## [EXERCISE INSTRUCTIONS]
Restate all of the data exactly.

───

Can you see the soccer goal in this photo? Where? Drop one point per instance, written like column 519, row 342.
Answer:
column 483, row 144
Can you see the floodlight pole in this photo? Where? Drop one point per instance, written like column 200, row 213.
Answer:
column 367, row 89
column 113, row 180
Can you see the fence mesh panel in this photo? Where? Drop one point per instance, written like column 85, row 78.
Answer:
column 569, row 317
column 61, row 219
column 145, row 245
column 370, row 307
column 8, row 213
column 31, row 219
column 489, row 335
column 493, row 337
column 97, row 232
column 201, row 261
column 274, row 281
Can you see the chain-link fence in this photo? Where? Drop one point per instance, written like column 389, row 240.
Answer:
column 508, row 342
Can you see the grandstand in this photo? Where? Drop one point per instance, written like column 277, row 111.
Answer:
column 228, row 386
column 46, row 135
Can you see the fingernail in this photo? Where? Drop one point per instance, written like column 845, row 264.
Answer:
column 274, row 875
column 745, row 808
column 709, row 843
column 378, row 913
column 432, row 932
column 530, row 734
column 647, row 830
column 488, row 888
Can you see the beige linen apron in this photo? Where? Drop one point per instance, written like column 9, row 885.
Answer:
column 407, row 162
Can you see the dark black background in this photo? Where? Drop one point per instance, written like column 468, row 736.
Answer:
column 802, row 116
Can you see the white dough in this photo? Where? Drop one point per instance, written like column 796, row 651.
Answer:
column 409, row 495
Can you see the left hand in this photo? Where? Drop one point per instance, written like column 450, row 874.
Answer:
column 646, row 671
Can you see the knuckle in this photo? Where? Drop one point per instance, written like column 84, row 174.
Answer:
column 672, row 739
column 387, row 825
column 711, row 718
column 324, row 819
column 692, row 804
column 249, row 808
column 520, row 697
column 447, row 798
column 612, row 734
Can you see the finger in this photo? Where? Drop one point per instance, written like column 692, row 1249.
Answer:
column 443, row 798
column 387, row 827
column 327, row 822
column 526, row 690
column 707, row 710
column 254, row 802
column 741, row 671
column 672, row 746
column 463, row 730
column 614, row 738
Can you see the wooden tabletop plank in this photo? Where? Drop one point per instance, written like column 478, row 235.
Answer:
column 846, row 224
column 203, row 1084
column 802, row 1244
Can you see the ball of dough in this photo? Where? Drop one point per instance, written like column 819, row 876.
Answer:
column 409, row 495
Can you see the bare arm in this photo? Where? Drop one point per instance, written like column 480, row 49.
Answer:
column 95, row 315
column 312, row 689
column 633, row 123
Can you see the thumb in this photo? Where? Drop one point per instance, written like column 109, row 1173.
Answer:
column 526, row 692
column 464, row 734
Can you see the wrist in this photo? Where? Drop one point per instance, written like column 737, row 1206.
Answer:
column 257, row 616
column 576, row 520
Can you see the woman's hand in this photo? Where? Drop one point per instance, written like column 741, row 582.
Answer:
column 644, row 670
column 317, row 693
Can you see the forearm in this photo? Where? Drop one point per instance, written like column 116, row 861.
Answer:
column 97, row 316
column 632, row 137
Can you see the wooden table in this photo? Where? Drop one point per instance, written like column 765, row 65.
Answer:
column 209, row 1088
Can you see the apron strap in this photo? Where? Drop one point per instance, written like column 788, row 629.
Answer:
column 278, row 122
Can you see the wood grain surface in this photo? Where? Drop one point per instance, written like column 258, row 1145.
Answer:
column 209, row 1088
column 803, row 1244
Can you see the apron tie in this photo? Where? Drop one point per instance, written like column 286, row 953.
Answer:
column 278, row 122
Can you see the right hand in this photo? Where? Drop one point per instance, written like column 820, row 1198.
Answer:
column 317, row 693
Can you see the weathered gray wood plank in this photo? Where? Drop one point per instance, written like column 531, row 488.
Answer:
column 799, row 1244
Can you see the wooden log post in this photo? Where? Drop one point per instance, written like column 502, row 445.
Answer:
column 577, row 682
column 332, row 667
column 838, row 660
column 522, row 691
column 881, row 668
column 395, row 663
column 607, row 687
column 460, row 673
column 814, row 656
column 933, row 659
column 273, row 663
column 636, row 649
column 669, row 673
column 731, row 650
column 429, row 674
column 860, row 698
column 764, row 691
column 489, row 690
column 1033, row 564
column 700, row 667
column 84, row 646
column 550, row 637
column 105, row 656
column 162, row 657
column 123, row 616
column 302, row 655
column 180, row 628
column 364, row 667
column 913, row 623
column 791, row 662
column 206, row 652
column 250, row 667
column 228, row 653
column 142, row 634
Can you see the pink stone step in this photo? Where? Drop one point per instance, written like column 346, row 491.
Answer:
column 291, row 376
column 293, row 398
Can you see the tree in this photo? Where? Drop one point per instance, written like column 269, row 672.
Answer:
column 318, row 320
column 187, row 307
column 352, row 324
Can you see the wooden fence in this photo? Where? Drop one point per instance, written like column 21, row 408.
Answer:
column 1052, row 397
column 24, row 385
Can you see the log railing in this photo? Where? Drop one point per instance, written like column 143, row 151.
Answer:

───

## [TASK RESULT]
Can you see the soccer goal in this photo? Where? Drop one point per instance, written like column 519, row 342.
Answer:
column 483, row 144
Can you see the floodlight pole in this photo? Where? Drop one point per instance, written like column 200, row 213.
Answer:
column 367, row 89
column 113, row 180
Can you see the fence mesh panel in this photo? Where? Drop one point per instance, written like column 85, row 78.
Answer:
column 569, row 317
column 61, row 219
column 145, row 245
column 370, row 307
column 8, row 213
column 31, row 219
column 489, row 335
column 493, row 337
column 97, row 232
column 201, row 261
column 274, row 281
Can you see the chain-link fence in this photo? Where? Drop one point per instance, written like column 389, row 240.
Answer:
column 508, row 342
Can you see the grandstand in this photo? Where? Drop one point per instance, written like column 277, row 111.
Answer:
column 228, row 386
column 46, row 135
Can you see the fingernail in this photo? Where? Drop one point per instance, written like column 845, row 264.
Answer:
column 274, row 875
column 745, row 808
column 709, row 843
column 378, row 913
column 432, row 932
column 530, row 734
column 647, row 830
column 488, row 888
Can you see the beige linen apron in this photo? Where? Drop one point per instance, written like column 9, row 885.
Answer:
column 407, row 162
Can you see the dark black background in this photo? Where? Drop one point per instance, written like column 468, row 736.
Answer:
column 802, row 116
Can you see the white dough in this photo? Where? Drop one point per instance, written like column 796, row 651.
Answer:
column 409, row 495
Can you see the left hand in this photo? Where? Drop one point per instance, written like column 450, row 874.
Answer:
column 646, row 671
Can you see the knuckle in this photo? Where? Drop one point per instance, written like column 84, row 174.
Answer:
column 672, row 739
column 387, row 825
column 711, row 718
column 324, row 819
column 692, row 804
column 249, row 808
column 520, row 697
column 447, row 798
column 612, row 734
Can you see the finger in this photo? Where? Drop one point per instance, written like column 692, row 1249.
Answer:
column 443, row 798
column 387, row 827
column 327, row 822
column 526, row 690
column 707, row 710
column 254, row 802
column 741, row 671
column 672, row 746
column 463, row 730
column 614, row 738
Can you see the wooden tabletop plank in this photo? Where? Drop one point per instance, written like column 478, row 235.
Answer:
column 846, row 224
column 203, row 1084
column 802, row 1244
Can you see the ball of dough in this photo? Where? Drop one point per instance, written like column 819, row 876.
Answer:
column 409, row 495
Can you see the bare arm in this photo? Where? Drop one point per instance, written like column 480, row 49.
Answer:
column 95, row 315
column 312, row 689
column 633, row 123
Can you see the thumb in this photo? Where? Drop one point per instance, written like column 109, row 1173.
Answer:
column 526, row 692
column 464, row 734
Can you see the wrist in this photo? Where? Drop one point per instance, written like column 737, row 1206.
Answer:
column 257, row 616
column 576, row 520
Can you see the woman's hand in this photo? Where? Drop one point per instance, written like column 741, row 582.
Answer:
column 644, row 670
column 317, row 693
Can you see the forearm in this photo? Where? Drop one point per instance, written like column 116, row 861.
Answer:
column 97, row 316
column 632, row 137
Can you see the wooden table in this photo? Where? Drop one point per instance, written like column 765, row 65.
Answer:
column 209, row 1088
Can you see the apron strap in this photo? Where? Drop one point per instance, written like column 788, row 629.
Answer:
column 278, row 122
Can you see the wood grain surface in this photo? Where? Drop one point per instance, written like column 258, row 1145.
Answer:
column 209, row 1088
column 803, row 1244
Can you see the apron tie in this photo? Where? Drop one point per instance, written like column 286, row 953.
Answer:
column 278, row 122
Can you see the right hand in this photo? Where? Drop one point per instance, written like column 820, row 1198.
Answer:
column 317, row 693
Can you see the weathered gray wood plank in this photo? Where? Drop one point per instance, written like column 531, row 488.
Answer:
column 799, row 1244
Can you see the wooden log post in this photo? Where? Drop one point per instance, written like column 502, row 445.
Answer:
column 577, row 682
column 332, row 667
column 838, row 660
column 522, row 691
column 881, row 668
column 395, row 663
column 607, row 687
column 460, row 673
column 814, row 656
column 933, row 659
column 273, row 663
column 636, row 649
column 669, row 673
column 731, row 650
column 429, row 674
column 860, row 698
column 764, row 691
column 489, row 690
column 1033, row 564
column 700, row 667
column 84, row 646
column 550, row 637
column 105, row 656
column 162, row 657
column 123, row 616
column 302, row 655
column 180, row 628
column 364, row 667
column 913, row 623
column 791, row 662
column 206, row 652
column 250, row 667
column 228, row 653
column 142, row 634
Can you see the pink stone step in this photo? Where? Drop one point per instance, written like column 346, row 491.
Answer:
column 291, row 376
column 293, row 398
Can you see the tree in this photo? Where? Drop one point per instance, written like column 269, row 672.
Answer:
column 318, row 320
column 187, row 307
column 352, row 324
Can you see the wooden fence in this photo? Where? Drop one point per instance, written like column 21, row 408.
Answer:
column 1052, row 397
column 24, row 385
Can you see the log railing in this photo? Where? Drop one point per instance, written like column 143, row 151.
Answer:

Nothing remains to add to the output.